Directions »
Please tally the lines in the data below that contain the string "geometry". Reply with the count only.

The records »
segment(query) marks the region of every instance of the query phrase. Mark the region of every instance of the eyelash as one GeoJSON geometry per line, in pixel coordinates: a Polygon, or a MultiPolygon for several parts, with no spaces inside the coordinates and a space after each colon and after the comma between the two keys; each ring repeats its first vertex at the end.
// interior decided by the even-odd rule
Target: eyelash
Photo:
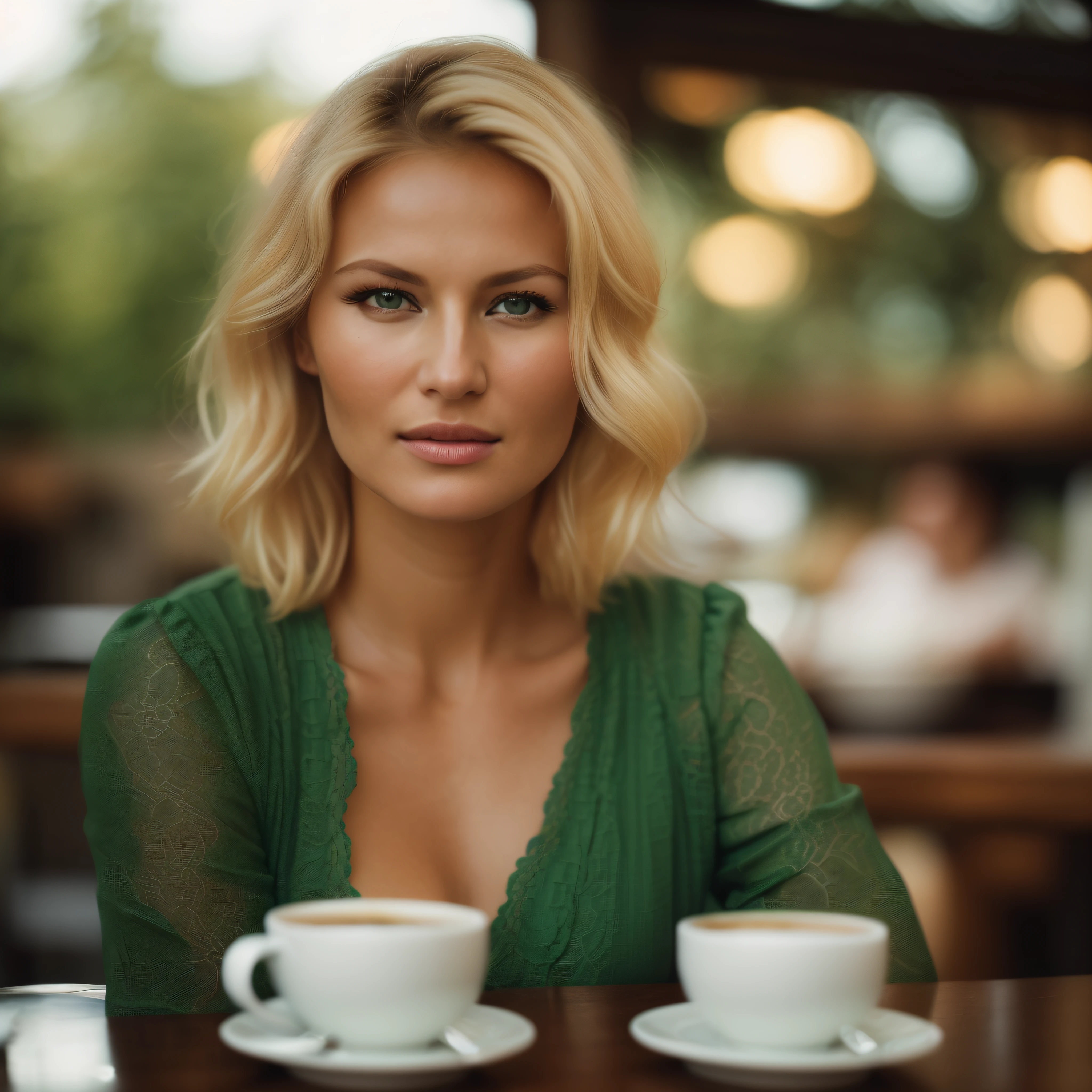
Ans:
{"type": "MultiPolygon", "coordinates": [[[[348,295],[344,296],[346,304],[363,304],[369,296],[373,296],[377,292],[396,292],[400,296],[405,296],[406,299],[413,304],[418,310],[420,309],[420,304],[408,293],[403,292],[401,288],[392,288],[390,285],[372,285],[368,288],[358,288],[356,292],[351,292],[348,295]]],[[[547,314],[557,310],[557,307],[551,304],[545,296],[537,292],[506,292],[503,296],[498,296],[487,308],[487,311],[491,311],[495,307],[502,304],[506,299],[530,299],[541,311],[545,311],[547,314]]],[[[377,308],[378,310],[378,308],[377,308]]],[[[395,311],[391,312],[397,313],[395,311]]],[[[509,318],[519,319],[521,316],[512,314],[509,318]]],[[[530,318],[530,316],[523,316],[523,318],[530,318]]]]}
---
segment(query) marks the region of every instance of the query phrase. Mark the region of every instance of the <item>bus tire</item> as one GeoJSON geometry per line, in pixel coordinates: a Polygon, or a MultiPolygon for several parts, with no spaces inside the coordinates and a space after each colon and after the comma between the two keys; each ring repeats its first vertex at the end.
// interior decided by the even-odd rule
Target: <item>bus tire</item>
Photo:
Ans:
...
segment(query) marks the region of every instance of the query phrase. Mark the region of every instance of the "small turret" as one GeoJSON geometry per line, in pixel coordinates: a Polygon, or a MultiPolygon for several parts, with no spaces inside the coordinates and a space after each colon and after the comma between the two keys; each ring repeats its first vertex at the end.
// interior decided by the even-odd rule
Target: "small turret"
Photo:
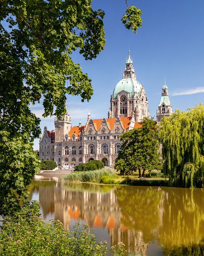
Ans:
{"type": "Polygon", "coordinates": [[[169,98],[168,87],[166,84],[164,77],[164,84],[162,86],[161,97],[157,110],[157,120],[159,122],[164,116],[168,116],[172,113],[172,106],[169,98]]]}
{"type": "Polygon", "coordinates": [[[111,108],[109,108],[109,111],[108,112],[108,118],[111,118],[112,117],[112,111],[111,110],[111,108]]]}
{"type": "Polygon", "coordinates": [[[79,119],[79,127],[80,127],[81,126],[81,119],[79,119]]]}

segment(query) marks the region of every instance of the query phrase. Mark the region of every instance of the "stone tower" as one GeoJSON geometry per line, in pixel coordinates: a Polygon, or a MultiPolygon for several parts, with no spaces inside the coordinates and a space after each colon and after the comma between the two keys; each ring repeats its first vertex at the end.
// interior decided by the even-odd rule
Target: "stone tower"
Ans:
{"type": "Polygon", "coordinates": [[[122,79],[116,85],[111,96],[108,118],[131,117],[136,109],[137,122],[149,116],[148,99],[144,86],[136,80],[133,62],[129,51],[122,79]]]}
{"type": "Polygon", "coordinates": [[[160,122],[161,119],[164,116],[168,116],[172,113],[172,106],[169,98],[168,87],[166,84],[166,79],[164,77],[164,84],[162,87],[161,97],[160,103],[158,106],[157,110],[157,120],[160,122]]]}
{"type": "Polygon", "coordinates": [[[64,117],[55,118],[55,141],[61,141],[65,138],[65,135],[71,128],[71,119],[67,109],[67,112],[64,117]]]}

Completed task »
4